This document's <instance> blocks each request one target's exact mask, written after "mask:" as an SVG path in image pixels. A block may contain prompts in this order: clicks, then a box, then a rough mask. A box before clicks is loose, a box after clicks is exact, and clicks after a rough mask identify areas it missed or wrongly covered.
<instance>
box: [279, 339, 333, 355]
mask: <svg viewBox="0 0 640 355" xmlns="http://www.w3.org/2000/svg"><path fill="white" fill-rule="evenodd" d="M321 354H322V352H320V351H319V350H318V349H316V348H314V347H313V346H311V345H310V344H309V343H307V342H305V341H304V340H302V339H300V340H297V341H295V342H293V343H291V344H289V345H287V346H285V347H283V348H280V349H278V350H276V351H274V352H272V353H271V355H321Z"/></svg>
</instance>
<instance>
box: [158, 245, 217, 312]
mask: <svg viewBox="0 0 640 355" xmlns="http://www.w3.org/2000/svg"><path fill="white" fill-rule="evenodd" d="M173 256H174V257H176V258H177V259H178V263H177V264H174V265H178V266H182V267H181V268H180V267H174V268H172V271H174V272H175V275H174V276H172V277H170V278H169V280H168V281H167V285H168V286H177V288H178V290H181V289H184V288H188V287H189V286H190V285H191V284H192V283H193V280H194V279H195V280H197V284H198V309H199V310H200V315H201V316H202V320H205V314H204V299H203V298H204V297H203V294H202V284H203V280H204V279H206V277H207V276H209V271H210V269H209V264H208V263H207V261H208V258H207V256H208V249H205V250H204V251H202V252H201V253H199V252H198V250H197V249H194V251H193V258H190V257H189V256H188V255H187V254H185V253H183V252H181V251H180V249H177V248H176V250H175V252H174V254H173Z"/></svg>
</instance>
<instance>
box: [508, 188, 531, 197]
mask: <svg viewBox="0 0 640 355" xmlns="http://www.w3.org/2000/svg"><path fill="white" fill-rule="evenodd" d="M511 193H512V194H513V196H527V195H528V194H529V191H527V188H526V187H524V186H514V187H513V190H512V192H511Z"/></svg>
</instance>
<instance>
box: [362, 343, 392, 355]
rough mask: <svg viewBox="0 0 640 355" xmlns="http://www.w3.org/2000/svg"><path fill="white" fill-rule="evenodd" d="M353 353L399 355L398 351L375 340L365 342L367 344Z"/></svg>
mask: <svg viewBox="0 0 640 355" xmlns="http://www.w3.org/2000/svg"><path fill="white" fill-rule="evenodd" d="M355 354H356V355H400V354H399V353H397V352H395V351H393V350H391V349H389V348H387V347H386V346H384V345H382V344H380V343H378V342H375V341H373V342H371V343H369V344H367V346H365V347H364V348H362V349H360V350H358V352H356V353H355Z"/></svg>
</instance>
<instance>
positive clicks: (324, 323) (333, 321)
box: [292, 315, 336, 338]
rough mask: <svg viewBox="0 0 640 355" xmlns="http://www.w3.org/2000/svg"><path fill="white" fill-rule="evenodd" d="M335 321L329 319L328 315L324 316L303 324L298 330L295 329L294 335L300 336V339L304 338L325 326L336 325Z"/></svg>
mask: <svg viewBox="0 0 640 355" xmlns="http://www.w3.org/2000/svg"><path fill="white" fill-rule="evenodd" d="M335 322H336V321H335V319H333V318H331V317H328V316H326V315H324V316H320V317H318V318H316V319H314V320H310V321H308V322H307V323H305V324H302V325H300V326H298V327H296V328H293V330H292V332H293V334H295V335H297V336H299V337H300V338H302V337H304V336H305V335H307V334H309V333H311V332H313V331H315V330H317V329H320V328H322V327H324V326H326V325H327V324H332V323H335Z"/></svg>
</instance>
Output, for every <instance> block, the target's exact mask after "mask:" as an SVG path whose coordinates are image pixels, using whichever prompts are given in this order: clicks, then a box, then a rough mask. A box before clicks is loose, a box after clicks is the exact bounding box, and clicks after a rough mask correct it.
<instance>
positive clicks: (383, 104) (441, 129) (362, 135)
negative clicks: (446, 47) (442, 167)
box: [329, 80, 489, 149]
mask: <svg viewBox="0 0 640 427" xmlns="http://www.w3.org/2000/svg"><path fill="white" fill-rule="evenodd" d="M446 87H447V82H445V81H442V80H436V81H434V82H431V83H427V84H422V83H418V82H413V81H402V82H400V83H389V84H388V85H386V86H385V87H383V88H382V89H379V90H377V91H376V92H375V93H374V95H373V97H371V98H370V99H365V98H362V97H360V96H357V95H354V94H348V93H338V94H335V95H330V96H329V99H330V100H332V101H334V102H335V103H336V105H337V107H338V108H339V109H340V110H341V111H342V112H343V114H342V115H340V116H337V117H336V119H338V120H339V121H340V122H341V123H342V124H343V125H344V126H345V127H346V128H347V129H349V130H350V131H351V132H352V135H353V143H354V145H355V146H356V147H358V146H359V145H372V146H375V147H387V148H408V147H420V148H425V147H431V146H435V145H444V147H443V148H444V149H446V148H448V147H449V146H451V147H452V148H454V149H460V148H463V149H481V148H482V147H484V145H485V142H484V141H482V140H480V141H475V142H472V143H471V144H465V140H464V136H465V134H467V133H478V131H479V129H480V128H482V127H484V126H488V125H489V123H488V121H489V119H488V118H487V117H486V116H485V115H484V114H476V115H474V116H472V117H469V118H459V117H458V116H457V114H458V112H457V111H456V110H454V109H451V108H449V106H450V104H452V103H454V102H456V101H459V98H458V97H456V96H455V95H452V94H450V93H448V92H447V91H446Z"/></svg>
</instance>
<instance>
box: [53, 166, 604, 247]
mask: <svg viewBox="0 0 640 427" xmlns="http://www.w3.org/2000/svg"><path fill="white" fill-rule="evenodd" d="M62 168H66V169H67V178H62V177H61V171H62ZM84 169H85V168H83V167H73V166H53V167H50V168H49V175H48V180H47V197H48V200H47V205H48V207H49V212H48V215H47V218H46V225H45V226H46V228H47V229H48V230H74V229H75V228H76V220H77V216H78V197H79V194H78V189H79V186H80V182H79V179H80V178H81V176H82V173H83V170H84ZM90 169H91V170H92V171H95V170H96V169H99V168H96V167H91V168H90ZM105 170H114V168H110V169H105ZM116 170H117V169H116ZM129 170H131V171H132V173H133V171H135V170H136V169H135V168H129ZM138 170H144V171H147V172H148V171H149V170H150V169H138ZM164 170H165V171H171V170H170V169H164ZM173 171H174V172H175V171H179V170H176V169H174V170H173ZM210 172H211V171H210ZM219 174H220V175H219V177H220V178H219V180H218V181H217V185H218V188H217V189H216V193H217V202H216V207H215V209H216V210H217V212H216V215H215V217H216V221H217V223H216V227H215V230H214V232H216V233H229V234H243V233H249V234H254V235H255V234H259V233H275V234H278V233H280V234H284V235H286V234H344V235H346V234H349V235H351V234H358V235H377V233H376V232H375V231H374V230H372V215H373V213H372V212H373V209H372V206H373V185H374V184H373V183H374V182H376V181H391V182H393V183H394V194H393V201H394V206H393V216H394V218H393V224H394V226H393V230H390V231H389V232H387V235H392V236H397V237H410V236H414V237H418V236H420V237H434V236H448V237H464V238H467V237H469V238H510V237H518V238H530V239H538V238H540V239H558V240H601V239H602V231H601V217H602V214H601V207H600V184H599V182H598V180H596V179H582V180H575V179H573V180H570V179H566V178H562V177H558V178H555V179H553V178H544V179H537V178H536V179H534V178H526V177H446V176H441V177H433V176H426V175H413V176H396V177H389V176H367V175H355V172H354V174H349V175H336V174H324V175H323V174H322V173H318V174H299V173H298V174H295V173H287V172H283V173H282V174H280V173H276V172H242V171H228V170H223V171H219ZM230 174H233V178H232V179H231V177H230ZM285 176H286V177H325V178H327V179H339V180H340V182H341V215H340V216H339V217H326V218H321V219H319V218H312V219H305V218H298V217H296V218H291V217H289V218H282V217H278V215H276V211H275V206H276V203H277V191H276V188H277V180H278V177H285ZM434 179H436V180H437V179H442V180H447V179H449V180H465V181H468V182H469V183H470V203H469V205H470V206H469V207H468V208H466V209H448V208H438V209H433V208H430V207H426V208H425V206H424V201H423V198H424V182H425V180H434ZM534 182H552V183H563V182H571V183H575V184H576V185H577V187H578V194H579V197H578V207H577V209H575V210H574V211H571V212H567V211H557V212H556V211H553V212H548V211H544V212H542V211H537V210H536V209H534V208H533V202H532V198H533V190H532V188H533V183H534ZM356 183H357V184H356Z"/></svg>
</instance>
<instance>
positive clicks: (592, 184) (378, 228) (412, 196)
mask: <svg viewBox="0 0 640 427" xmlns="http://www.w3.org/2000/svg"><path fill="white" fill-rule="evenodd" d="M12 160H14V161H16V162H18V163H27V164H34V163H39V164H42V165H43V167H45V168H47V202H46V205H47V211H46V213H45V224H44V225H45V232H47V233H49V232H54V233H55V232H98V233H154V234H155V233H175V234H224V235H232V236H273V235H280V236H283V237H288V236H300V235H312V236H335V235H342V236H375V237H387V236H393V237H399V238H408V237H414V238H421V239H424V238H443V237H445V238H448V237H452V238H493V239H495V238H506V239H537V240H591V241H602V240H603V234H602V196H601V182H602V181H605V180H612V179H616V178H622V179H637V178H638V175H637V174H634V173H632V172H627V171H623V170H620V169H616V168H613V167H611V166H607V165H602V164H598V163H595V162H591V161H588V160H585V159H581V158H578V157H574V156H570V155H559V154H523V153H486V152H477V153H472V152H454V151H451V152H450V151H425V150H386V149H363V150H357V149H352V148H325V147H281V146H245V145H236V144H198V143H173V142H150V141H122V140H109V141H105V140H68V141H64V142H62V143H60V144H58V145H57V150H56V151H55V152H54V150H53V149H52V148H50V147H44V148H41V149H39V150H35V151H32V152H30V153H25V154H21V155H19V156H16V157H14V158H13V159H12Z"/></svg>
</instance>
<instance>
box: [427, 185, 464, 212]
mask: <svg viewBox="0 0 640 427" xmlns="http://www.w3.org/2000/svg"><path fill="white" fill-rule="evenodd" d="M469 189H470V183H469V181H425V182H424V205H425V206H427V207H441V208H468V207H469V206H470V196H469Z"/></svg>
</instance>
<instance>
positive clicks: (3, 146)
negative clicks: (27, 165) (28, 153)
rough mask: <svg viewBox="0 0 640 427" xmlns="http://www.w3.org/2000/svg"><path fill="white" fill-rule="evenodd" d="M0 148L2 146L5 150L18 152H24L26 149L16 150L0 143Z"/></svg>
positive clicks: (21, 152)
☆ ☆ ☆ ☆ ☆ ☆ ☆
Rewrite the rows from the first one up to and including the row with "box: [279, 339, 333, 355]", replacing "rough mask" with "coarse mask" and leaving everything else unchanged.

This document's <instance> blocks each request one target's exact mask, written after "mask:" as an SVG path in image pixels. A block may contain prompts in this order: clicks, then a box, then a coarse mask. A box before clicks is loose, a box after clicks is exact, and clicks after a coarse mask identify areas it missed or wrongly covered.
<instance>
box: [279, 339, 333, 355]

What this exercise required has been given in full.